Problem details:
All of the data should be output character for character, except the pictures.

Input data:
◇ ◇ ◇ ◇ ◇

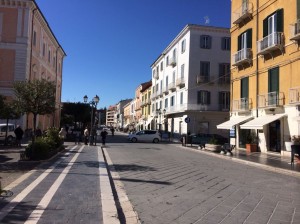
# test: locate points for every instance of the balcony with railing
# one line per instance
(172, 86)
(243, 12)
(172, 62)
(242, 104)
(156, 75)
(159, 92)
(153, 96)
(270, 43)
(165, 89)
(180, 82)
(294, 95)
(295, 30)
(270, 100)
(224, 79)
(242, 56)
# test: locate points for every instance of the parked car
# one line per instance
(10, 132)
(145, 136)
(207, 138)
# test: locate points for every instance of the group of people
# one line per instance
(86, 134)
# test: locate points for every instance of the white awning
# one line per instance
(234, 121)
(260, 122)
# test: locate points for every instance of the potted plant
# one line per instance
(252, 142)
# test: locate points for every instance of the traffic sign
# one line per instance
(187, 120)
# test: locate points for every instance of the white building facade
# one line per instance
(191, 82)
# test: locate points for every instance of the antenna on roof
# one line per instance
(206, 19)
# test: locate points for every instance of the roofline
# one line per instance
(40, 11)
(181, 33)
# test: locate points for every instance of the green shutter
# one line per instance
(249, 38)
(279, 20)
(265, 27)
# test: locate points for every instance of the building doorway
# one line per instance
(274, 136)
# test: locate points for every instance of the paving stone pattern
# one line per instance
(167, 184)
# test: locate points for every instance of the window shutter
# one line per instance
(265, 27)
(239, 42)
(249, 38)
(209, 42)
(201, 41)
(208, 98)
(244, 88)
(274, 80)
(199, 97)
(279, 20)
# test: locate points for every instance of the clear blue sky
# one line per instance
(111, 44)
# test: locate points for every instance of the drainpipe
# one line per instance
(257, 23)
(30, 58)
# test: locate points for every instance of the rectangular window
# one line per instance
(183, 46)
(44, 49)
(166, 103)
(182, 71)
(204, 68)
(205, 42)
(172, 101)
(34, 38)
(203, 97)
(181, 98)
(224, 100)
(225, 43)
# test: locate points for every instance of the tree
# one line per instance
(36, 97)
(8, 111)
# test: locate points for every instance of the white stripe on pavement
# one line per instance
(41, 207)
(109, 209)
(14, 202)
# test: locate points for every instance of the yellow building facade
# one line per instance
(265, 73)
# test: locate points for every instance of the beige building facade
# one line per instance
(265, 65)
(29, 50)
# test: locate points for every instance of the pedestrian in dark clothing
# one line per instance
(103, 136)
(112, 131)
(19, 135)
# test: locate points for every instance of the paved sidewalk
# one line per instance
(270, 161)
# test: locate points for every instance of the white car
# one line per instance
(10, 132)
(145, 136)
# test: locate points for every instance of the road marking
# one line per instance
(41, 207)
(130, 214)
(109, 209)
(15, 201)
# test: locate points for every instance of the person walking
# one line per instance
(62, 134)
(112, 131)
(86, 135)
(103, 136)
(19, 135)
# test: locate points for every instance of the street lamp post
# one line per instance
(93, 104)
(159, 113)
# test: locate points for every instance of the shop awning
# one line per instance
(260, 122)
(234, 121)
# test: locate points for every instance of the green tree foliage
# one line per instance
(36, 97)
(8, 111)
(73, 113)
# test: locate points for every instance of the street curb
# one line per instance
(250, 163)
(129, 214)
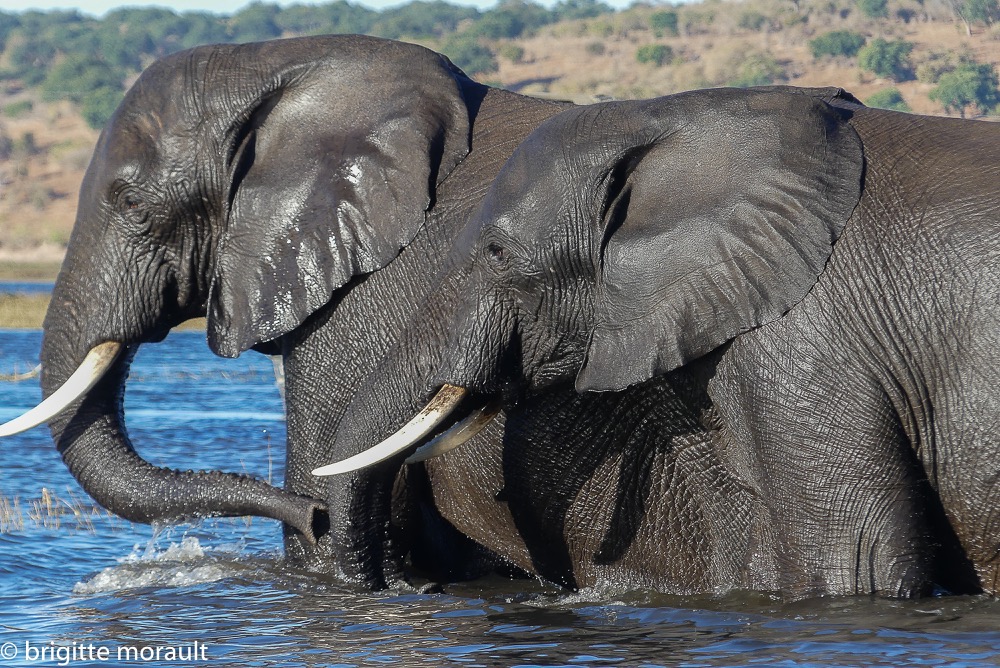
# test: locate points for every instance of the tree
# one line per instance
(654, 53)
(567, 10)
(969, 84)
(664, 22)
(421, 19)
(888, 98)
(837, 43)
(890, 60)
(254, 23)
(758, 69)
(77, 75)
(465, 51)
(874, 9)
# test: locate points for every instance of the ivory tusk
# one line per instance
(18, 377)
(94, 366)
(439, 408)
(457, 434)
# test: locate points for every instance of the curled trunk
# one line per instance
(93, 442)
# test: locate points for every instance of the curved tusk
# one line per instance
(18, 377)
(439, 408)
(457, 434)
(94, 366)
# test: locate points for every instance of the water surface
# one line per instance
(71, 578)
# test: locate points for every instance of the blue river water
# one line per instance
(79, 587)
(25, 287)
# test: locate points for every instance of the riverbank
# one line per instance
(28, 312)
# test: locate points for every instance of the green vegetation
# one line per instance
(658, 54)
(23, 311)
(758, 69)
(18, 109)
(874, 9)
(512, 52)
(890, 60)
(844, 43)
(664, 23)
(968, 85)
(71, 56)
(888, 98)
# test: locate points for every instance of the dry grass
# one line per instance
(51, 511)
(28, 312)
(28, 270)
(22, 311)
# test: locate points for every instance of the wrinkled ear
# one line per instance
(718, 224)
(333, 168)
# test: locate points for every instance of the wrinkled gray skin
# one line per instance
(260, 185)
(787, 305)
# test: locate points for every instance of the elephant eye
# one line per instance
(495, 252)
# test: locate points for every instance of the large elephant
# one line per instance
(787, 301)
(302, 194)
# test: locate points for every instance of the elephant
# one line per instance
(783, 306)
(300, 194)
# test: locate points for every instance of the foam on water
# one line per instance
(178, 565)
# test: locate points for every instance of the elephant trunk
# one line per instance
(371, 543)
(92, 440)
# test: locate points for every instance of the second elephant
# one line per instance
(787, 301)
(301, 194)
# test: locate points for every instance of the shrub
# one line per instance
(98, 105)
(751, 20)
(18, 109)
(886, 59)
(654, 53)
(664, 22)
(874, 9)
(465, 51)
(969, 84)
(983, 11)
(758, 69)
(837, 43)
(512, 52)
(888, 98)
(76, 76)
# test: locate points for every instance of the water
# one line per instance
(72, 582)
(25, 287)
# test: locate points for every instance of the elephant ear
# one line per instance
(333, 167)
(718, 220)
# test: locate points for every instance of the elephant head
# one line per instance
(247, 184)
(622, 241)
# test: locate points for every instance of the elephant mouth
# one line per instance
(452, 417)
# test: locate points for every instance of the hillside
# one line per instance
(45, 142)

◇ ◇ ◇ ◇ ◇

Task output:
# test: locate points for every instance of the balcony with railing
# one line per instance
(172, 86)
(243, 12)
(172, 62)
(242, 104)
(156, 75)
(159, 92)
(153, 96)
(270, 43)
(165, 89)
(180, 82)
(294, 95)
(295, 30)
(270, 100)
(224, 79)
(242, 56)
# test: locate points for every instance of the parked car
# one line per instance
(10, 132)
(145, 136)
(207, 138)
# test: locate points for every instance of the group of people
# one line per instance
(86, 134)
# test: locate points for every instance of the white awning
# one line per instance
(234, 121)
(260, 122)
# test: locate points for every instance of the potted plant
# one line per instance
(252, 142)
# test: locate points for every instance of the traffic sign
# one line per instance
(187, 120)
# test: locate points for every instance of the white building facade
# one line per instance
(191, 82)
# test: locate points for every instance of the antenna on roof
# one line per instance
(206, 19)
# test: locate points for every instance of the roofline
# one line per instance
(40, 11)
(181, 33)
# test: locate points for every instance of the green shutter
# one line per instance
(249, 38)
(279, 20)
(265, 27)
# test: locate points for every instance of the building doorway
# one line per instance
(274, 136)
# test: locate points for every instance of the paving stone pattern
# one line per instance
(167, 184)
# test: locate points for every instance of the window shutter
# one line per instance
(265, 27)
(239, 42)
(249, 38)
(209, 42)
(201, 41)
(208, 98)
(244, 88)
(274, 80)
(199, 97)
(279, 20)
# test: locate points for every instance of the clear blue sky
# one line per instance
(111, 44)
# test: locate points for every instance of the drainpipe
# one line per instance
(257, 23)
(30, 58)
# test: locate points for every instance of the rectangular window
# one line per instance
(183, 46)
(44, 49)
(166, 103)
(182, 71)
(204, 68)
(205, 42)
(172, 101)
(34, 38)
(203, 97)
(181, 98)
(224, 100)
(225, 43)
# test: locate points for every instance of the tree
# one line per instance
(36, 97)
(8, 111)
# test: locate points for every instance of the white stripe on pavement
# one line per instance
(41, 207)
(109, 209)
(14, 202)
# test: locate points for every instance of the yellow building facade
# one line per instance
(265, 73)
# test: locate points for every instance of the beige building facade
# one line per instance
(265, 65)
(29, 50)
# test: locate points for every instance of the pedestrian in dark clothing
# one line per instance
(103, 136)
(112, 131)
(19, 135)
# test: locate points for every instance of the paved sidewalk
# one line per instance
(270, 161)
# test: locate points for every instance of the white car
# one line per instance
(10, 132)
(145, 136)
# test: locate points for every instance of the road marking
# one line per instance
(41, 207)
(130, 214)
(109, 209)
(15, 201)
# test: locate points for every instance of the person walking
# one line per instance
(62, 134)
(112, 131)
(86, 135)
(103, 136)
(19, 135)
# test: locate points for every instance of the street lamp post
# one line per instance
(93, 104)
(159, 113)
# test: locate points for every instance of the shop awning
# one line per instance
(260, 122)
(234, 121)
# test: locate points for every instance of the green tree foliage
# one line per instance
(36, 97)
(8, 111)
(73, 113)
# test: locate points for every instance of the street curb
# one line per instance
(250, 163)
(129, 214)
# test: locate points for every instance of the tree
# one line per instance
(654, 53)
(567, 10)
(969, 84)
(664, 22)
(421, 19)
(888, 98)
(837, 43)
(890, 60)
(254, 23)
(758, 69)
(77, 75)
(465, 51)
(874, 9)
# test: locate points for every instance of the ivory tusk
# one line per instance
(18, 377)
(94, 366)
(439, 408)
(457, 434)
# test: locate points for every instance of the curled trunk
# one line per instance
(93, 442)
# test: locate points for every instance of the curved tusk
# one line per instance
(18, 377)
(439, 408)
(457, 434)
(94, 366)
# test: locate points for every instance of the water surface
# one line per instance
(71, 578)
# test: locate points for every instance of the blue river water
# one line per instance
(79, 587)
(25, 287)
# test: locate points for every instance of the riverbank
# one line per instance
(28, 312)
# test: locate points for every instance of the green vegetation
# one line per instance
(658, 54)
(23, 311)
(758, 69)
(18, 109)
(874, 9)
(512, 52)
(890, 60)
(844, 43)
(664, 23)
(968, 85)
(71, 56)
(888, 98)
# test: locate points for every instance of the dry grass
# one line per instance
(51, 511)
(28, 312)
(28, 270)
(22, 311)
# test: locate points for every instance of the wrinkled ear
# one line per instance
(718, 224)
(333, 168)
# test: locate points for every instance of the wrinkled gray skin
# one line per instance
(260, 185)
(787, 305)
# test: locate points for every instance of the elephant eye
# one line per instance
(495, 252)
# test: locate points for every instance of the large elephant
# one line per instance
(787, 301)
(302, 194)
# test: locate points for every instance of the elephant
# one line per instance
(783, 306)
(300, 194)
# test: locate points for every instance of the foam on water
# one line per instance
(178, 565)
# test: locate points for every instance of the elephant trunk
# one line per instance
(371, 543)
(92, 440)
# test: locate points for every instance of the second elephant
# one line per instance
(787, 301)
(301, 194)
# test: locate points for every instance of the shrub
# one line per instance
(98, 105)
(751, 20)
(18, 109)
(886, 59)
(654, 53)
(664, 22)
(874, 9)
(465, 51)
(969, 84)
(983, 11)
(758, 69)
(837, 43)
(512, 52)
(888, 98)
(76, 76)
# test: locate points for every instance of the water
# one line per instance
(72, 582)
(25, 287)
# test: locate points for every instance of the elephant ear
# one line per instance
(333, 167)
(718, 220)
# test: locate points for every instance of the elephant head
# one line per instance
(247, 184)
(622, 241)
# test: locate points for every instance of the elephant mouth
# one line per instance
(452, 417)
# test: locate points for every instance of the hillside
# one line per instance
(45, 142)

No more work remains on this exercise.